◆ Given request:
Output all of the entries below precisely as written.
** BEGIN **
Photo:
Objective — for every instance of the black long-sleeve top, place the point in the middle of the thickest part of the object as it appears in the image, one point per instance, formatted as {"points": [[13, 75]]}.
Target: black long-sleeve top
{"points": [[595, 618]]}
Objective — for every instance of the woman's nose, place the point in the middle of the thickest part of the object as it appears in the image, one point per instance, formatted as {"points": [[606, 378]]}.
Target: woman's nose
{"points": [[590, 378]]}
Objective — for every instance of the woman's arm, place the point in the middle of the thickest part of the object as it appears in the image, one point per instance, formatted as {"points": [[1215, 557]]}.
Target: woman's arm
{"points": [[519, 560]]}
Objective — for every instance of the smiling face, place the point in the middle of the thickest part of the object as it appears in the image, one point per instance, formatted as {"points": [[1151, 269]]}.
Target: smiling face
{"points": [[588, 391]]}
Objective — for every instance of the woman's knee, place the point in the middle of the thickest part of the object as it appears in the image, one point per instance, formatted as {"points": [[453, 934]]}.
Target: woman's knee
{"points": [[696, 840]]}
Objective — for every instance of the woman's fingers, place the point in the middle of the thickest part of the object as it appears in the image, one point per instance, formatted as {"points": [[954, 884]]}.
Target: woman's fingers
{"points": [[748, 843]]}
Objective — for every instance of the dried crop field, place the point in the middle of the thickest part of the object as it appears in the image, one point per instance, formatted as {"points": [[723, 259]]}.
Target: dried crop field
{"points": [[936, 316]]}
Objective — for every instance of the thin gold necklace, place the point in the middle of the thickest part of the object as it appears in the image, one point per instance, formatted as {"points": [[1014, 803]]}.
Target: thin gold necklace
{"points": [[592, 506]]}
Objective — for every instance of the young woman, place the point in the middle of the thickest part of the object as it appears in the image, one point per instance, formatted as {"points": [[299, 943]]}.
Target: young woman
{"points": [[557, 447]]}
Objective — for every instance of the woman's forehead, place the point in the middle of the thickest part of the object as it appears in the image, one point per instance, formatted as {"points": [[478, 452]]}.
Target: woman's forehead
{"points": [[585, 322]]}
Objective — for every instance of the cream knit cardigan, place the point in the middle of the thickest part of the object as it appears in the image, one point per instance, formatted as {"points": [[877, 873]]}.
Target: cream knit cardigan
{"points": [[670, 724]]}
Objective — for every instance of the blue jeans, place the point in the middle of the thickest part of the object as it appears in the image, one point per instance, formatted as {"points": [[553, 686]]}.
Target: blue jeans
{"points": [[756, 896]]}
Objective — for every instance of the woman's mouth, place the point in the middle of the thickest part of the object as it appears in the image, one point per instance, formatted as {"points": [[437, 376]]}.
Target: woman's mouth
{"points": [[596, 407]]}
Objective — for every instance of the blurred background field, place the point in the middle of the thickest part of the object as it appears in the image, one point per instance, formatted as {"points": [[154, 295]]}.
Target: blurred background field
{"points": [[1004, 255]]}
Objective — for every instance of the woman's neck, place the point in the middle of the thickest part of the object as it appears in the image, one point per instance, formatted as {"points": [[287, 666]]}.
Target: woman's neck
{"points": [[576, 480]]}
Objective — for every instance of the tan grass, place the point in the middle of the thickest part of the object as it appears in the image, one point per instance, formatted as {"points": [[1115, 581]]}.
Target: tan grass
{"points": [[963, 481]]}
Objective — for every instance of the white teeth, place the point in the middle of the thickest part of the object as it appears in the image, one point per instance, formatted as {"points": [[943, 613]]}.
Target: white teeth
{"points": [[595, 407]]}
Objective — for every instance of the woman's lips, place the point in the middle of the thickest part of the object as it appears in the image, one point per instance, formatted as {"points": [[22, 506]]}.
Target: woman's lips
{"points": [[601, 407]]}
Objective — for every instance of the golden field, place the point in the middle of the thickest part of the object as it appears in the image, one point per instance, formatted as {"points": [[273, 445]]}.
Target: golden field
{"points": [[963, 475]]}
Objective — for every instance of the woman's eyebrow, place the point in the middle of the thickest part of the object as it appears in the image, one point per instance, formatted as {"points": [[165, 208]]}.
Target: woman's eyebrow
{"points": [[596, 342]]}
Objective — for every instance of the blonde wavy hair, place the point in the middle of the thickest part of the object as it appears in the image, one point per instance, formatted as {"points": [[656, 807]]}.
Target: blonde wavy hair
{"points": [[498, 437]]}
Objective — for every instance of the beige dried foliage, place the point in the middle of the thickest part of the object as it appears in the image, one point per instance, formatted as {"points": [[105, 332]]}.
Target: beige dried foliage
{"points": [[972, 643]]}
** END **
◆ Worked answer:
Photo:
Objective — for every instance of the black long-sleeve top, place the point in the middle of the thickest part of the object as it appears in the image, one point per instance, formatted as {"points": [[13, 75]]}.
Target: black long-sleeve top
{"points": [[595, 618]]}
Objective — for every instance of the woman's nose, place the point in the middle of the thickest part of the object as it appears in the image, one point per instance, formatted as {"points": [[606, 378]]}.
Target: woman's nose
{"points": [[590, 378]]}
Objective — for every instance of the woman's arm, place the point in the middle of the thickest part of the object as it appears in the image, one point per instance, formatted as {"points": [[1215, 557]]}.
Target: woman's arm
{"points": [[519, 560]]}
Objective — for every instance of the smiling face, place the point in the middle of the thickest part of the object as it appears in the image, one point per instance, formatted as {"points": [[1151, 269]]}.
Target: smiling face
{"points": [[588, 391]]}
Objective — for every instance of the woman's knee, place the point in the middle of the thickest part of the object as it appears in the image, one point per instance, formatted as {"points": [[453, 934]]}.
Target: woman's knee
{"points": [[696, 840]]}
Objective — for every instance of the woman's fingers, place the point in the middle of the thickest part of the object as it appears in the image, one point per instance, formatted as {"points": [[954, 884]]}.
Target: woman's fingers
{"points": [[748, 843]]}
Objective — for every instance of the dried crop field, place the point in the middle of the thickest part of the object as it appears in the image, one point per instance, formatted as {"points": [[723, 259]]}.
Target: dried crop field
{"points": [[936, 316]]}
Objective — for every instance of the thin gold necklace, place the point in the middle of the thickest part of the object as it appears in the image, one point per instance, formatted as {"points": [[1014, 803]]}.
Target: thin gold necklace
{"points": [[592, 506]]}
Objective — for every instance of the young woman, place the point in the middle of the thickest part of the object as it appears in the image, one point per instance, formatted as {"points": [[299, 943]]}.
Target: young woman
{"points": [[557, 447]]}
Objective — for every instance of the woman's forehead, place the point in the middle of the thickest part of the object as it appears in the image, one point per instance, formatted as {"points": [[478, 452]]}.
Target: woman's forehead
{"points": [[585, 322]]}
Objective — for every instance of the cream knit cardigan, place the point in the middle of the thickest part of the object as it appears in the image, one point per instance, formatted as {"points": [[877, 873]]}.
Target: cream knit cardigan
{"points": [[670, 724]]}
Objective — for every instance of the blue jeans, place the point in the middle of the thickest part of the object as it appears in the image, one point per instance, formatted as {"points": [[553, 686]]}.
Target: blue jeans
{"points": [[756, 896]]}
Objective — for every instance of the woman's mouth, place the point in the middle of the thickest part of the object as it appears in the image, one point per instance, formatted as {"points": [[437, 376]]}.
Target: woman's mouth
{"points": [[596, 407]]}
Objective — for every instance of the blurred background field, place the point in the middle of the thickest part of the object as it appears in the image, one point per instance, formatted as {"points": [[154, 295]]}.
Target: blurred background field
{"points": [[1004, 255]]}
Objective — for every instance of the woman's neck, place the point in the middle of the thickest part of the object as it appears in the image, one point per instance, formatted as {"points": [[287, 666]]}.
Target: woman's neck
{"points": [[576, 480]]}
Objective — for every instance of the tan grass, place the point in the middle of the thickest part of the object as it appears in the image, one point per instance, formatted as {"points": [[1115, 581]]}.
Target: tan grass
{"points": [[963, 481]]}
Objective — for every instance of the white teeth, place the point in the middle of the thickest part of the object as it appears in the image, one point per instance, formatted as {"points": [[943, 613]]}.
Target: white teeth
{"points": [[595, 407]]}
Objective — for every instance of the woman's lips, place the point in the middle of the thickest part of the object as it appears in the image, one point per instance, formatted as {"points": [[22, 506]]}.
Target: woman's lips
{"points": [[601, 407]]}
Objective — for every instance of the golden field, place the point in the middle of the thickest part of the object as it appears in the image, one point per instance, formatted as {"points": [[273, 445]]}.
Target: golden field
{"points": [[963, 475]]}
Objective — for every instance of the woman's eyebrow, place the point in the middle of the thickest part of the object as it appears in the image, one point per instance, formatted as {"points": [[165, 208]]}.
Target: woman's eyebrow
{"points": [[596, 342]]}
Objective — for every instance of the blonde wavy hair, place the point in the middle of the thickest part of the object as it appears in the image, one point per instance, formatted as {"points": [[656, 807]]}.
Target: blonde wavy hair
{"points": [[498, 437]]}
Objective — for every instance of the beige dried foliage, place the point in the middle of the thickest part of the object as it appears in the image, one point per instance, formatted as {"points": [[105, 332]]}.
Target: beige dried foliage
{"points": [[972, 643]]}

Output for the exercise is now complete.